Short task =>
Repeat the material word for word, from the line containing "Target: petrobras text" through the end of the material, including both of those ends.

------ Task material ------

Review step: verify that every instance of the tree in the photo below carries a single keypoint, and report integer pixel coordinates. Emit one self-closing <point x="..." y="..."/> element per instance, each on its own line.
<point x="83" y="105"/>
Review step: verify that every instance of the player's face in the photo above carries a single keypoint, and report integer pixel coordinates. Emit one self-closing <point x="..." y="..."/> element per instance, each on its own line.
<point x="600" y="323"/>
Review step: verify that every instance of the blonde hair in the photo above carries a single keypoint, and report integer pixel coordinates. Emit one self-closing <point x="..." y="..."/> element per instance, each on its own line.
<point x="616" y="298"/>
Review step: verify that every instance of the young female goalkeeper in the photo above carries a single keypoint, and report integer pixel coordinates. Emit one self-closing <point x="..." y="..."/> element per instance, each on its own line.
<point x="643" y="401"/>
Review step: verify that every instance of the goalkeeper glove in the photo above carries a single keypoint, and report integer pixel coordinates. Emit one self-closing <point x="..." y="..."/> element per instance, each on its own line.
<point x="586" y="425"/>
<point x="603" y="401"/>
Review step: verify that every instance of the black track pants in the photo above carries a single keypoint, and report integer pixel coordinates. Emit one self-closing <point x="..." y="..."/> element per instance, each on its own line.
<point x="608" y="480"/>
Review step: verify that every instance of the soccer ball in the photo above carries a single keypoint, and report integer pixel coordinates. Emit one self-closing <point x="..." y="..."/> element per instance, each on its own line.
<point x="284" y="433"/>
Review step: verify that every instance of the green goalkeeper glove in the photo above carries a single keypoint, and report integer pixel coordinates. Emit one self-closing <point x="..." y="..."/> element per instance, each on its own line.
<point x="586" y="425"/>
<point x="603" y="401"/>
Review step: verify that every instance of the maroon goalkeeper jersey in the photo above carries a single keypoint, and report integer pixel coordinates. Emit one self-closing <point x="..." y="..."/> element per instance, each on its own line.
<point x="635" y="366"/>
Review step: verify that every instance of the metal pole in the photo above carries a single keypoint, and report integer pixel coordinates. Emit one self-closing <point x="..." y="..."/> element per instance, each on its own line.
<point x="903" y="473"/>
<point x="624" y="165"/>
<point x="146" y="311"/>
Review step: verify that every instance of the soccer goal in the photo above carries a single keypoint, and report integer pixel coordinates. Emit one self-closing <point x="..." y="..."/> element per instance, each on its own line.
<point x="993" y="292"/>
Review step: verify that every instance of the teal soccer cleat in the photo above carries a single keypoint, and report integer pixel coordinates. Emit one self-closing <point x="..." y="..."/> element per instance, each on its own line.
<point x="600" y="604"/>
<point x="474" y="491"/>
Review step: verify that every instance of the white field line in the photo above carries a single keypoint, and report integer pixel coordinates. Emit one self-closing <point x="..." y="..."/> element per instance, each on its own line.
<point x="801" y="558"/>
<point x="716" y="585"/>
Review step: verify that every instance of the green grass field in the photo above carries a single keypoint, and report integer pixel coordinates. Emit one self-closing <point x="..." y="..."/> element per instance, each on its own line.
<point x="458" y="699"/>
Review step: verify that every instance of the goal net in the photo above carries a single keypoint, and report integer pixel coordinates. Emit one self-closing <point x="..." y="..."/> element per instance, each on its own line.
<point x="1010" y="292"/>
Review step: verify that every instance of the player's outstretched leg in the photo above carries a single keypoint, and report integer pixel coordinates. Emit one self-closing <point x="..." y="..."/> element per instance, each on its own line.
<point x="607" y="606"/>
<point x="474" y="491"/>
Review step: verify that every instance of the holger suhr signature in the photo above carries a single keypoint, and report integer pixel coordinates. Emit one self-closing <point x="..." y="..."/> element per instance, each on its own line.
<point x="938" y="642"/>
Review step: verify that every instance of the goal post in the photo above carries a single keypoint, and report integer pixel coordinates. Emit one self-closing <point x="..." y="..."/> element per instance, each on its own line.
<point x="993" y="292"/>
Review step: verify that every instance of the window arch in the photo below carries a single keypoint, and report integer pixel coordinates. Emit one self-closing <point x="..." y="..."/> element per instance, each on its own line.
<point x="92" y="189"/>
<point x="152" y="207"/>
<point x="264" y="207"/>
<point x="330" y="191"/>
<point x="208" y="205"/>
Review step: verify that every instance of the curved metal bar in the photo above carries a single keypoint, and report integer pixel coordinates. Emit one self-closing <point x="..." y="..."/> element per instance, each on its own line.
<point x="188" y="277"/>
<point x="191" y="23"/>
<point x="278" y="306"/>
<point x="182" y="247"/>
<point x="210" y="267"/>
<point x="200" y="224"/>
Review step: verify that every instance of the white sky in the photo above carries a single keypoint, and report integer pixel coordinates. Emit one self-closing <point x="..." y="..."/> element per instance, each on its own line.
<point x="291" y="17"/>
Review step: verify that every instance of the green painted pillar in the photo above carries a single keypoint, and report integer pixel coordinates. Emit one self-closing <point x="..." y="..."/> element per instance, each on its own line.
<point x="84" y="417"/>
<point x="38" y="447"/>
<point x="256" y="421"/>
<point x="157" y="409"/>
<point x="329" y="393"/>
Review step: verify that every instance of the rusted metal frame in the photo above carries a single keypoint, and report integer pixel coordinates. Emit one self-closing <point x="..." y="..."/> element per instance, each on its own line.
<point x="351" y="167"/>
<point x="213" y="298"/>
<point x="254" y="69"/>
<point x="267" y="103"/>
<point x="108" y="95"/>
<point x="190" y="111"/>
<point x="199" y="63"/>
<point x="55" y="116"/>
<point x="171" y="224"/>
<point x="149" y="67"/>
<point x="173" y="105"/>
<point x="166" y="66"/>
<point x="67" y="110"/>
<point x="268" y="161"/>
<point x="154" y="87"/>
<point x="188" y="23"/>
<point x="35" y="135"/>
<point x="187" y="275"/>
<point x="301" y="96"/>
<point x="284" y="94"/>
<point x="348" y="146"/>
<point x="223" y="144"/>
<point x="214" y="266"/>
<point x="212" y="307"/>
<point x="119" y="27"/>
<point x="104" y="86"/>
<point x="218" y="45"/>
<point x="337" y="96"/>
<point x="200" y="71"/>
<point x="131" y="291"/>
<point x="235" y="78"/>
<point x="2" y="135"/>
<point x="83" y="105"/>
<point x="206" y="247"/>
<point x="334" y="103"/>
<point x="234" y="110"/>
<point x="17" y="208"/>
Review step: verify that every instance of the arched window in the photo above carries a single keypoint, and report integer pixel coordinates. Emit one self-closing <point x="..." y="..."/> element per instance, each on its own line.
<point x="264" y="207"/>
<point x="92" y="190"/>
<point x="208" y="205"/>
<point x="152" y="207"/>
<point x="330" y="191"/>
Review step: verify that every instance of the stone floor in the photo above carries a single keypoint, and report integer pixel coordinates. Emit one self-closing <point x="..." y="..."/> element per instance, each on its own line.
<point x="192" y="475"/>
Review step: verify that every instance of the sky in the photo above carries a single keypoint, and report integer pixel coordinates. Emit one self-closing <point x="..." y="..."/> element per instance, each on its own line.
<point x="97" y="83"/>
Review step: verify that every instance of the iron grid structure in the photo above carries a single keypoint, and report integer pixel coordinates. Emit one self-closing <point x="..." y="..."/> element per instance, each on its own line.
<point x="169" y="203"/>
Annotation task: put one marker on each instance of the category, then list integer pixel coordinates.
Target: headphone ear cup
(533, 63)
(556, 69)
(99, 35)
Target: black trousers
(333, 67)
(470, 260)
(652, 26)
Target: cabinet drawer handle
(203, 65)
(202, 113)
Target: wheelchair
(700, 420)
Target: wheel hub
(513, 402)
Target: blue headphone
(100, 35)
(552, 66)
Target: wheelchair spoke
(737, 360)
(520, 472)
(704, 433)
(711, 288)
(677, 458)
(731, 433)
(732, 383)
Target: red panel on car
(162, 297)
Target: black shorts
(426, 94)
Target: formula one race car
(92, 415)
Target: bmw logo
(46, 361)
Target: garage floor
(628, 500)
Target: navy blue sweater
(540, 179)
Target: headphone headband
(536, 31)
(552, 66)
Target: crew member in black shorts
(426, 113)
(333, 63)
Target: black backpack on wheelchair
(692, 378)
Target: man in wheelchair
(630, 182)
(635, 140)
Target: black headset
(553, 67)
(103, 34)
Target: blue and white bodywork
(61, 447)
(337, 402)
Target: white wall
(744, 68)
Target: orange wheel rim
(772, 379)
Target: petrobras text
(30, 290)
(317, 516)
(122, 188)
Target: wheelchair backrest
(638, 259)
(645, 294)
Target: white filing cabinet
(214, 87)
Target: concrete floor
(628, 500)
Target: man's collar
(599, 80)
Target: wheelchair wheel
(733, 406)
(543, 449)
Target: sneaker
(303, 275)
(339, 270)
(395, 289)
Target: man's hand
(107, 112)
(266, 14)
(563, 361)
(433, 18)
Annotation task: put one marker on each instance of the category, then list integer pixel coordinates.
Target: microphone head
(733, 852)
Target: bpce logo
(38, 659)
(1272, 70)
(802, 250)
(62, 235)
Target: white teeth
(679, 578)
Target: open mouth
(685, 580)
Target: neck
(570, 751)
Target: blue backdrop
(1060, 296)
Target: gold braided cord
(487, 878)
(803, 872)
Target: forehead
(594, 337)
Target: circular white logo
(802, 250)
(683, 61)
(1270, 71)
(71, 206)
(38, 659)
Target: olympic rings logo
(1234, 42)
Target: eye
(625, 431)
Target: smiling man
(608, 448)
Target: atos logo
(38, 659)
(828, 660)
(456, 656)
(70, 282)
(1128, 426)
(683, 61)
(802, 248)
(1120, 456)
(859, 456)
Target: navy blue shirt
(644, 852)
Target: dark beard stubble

------

Answer to the exercise =>
Target: petrobras text
(30, 290)
(317, 516)
(122, 188)
Target: wheelchair backrest
(638, 259)
(645, 294)
Target: white filing cabinet
(214, 87)
Target: concrete floor
(628, 500)
Target: man's collar
(599, 80)
Target: wheelchair wheel
(733, 406)
(543, 449)
Target: sneaker
(303, 275)
(339, 270)
(395, 289)
Target: man's hand
(107, 112)
(266, 14)
(563, 361)
(433, 18)
Annotation task: put one marker on each instance of the category, then list integer pixel coordinates.
Target: microphone head
(733, 852)
Target: bpce logo
(38, 659)
(1272, 70)
(802, 250)
(62, 235)
Target: white teeth
(679, 578)
Target: open mouth
(685, 580)
Target: neck
(570, 751)
Target: blue backdrop
(1060, 296)
Target: gold braided cord
(487, 878)
(803, 872)
Target: forehead
(594, 337)
Target: circular white logo
(802, 250)
(683, 61)
(1270, 71)
(71, 206)
(38, 659)
Target: olympic rings logo
(1234, 42)
Target: eye
(625, 431)
Target: smiling man
(608, 448)
Target: atos logo
(38, 659)
(828, 660)
(456, 656)
(70, 282)
(1128, 426)
(683, 61)
(802, 248)
(1120, 456)
(859, 456)
Target: navy blue shirt
(644, 852)
Target: dark beard stubble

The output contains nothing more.